■ **TASK PROMPT**
Output the material below in its entirety, exactly as given.

■ **DATA EXCERPTS**
===============
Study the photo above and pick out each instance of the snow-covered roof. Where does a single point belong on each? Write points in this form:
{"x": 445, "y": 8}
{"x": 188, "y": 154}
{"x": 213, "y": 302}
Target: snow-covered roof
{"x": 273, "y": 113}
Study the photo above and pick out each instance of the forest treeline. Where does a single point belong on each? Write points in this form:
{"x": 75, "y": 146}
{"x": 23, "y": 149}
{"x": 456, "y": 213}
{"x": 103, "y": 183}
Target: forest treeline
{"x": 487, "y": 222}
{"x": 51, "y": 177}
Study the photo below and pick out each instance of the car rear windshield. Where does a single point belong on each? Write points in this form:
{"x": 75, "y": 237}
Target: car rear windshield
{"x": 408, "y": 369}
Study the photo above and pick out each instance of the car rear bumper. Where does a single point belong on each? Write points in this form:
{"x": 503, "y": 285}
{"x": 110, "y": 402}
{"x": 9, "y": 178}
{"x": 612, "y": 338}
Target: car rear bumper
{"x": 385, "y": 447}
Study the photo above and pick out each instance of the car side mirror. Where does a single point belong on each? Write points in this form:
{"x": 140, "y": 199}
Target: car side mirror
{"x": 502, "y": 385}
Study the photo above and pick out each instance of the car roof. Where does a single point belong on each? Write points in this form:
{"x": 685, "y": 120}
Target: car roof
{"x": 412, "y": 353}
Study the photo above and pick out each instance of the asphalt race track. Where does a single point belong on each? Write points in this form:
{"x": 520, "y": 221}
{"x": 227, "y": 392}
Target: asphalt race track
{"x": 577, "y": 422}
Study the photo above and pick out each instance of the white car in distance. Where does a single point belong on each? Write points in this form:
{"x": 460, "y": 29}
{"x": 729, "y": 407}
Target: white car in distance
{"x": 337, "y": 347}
===============
■ **EXERCISE OUTPUT**
Study the photo above and pick out each instance of the snow-covered roof. Where does a single point belong on each? Write points in this form:
{"x": 445, "y": 8}
{"x": 188, "y": 154}
{"x": 213, "y": 302}
Target: snow-covered roof
{"x": 273, "y": 113}
Study the photo above and pick out each instance of the forest treeline. Where does a single point belong on each? Write points in this form:
{"x": 75, "y": 146}
{"x": 23, "y": 149}
{"x": 456, "y": 213}
{"x": 103, "y": 183}
Target: forest treeline
{"x": 487, "y": 222}
{"x": 51, "y": 177}
Study the photo below and pick out each instance of the car rear windshield. Where does a single point belong on each? Write points in this form:
{"x": 75, "y": 237}
Target: car rear windshield
{"x": 408, "y": 369}
Study the photo above and pick out each instance of the car rear bumper. Where does a single point belong on each? Write points in this form:
{"x": 503, "y": 285}
{"x": 110, "y": 402}
{"x": 9, "y": 178}
{"x": 612, "y": 338}
Target: car rear bumper
{"x": 385, "y": 447}
Study the photo above and pick out each instance of the car side mirror. Where does a single point belong on each? Write points in this form:
{"x": 140, "y": 199}
Target: car side mirror
{"x": 502, "y": 385}
Study the photo above and pick out each instance of the car roof. Where does a single point belong on each? Write points in this form:
{"x": 685, "y": 120}
Target: car roof
{"x": 412, "y": 353}
Study the photo above and pick out each instance of the asphalt race track. Where does a single point belong on each? Write points in this form:
{"x": 520, "y": 221}
{"x": 227, "y": 392}
Target: asphalt race track
{"x": 577, "y": 422}
Study the photo above and pick out each instance of the white car in distance. Where does a single point belong on each? Write points in this form:
{"x": 460, "y": 29}
{"x": 729, "y": 407}
Target: white car in distance
{"x": 337, "y": 347}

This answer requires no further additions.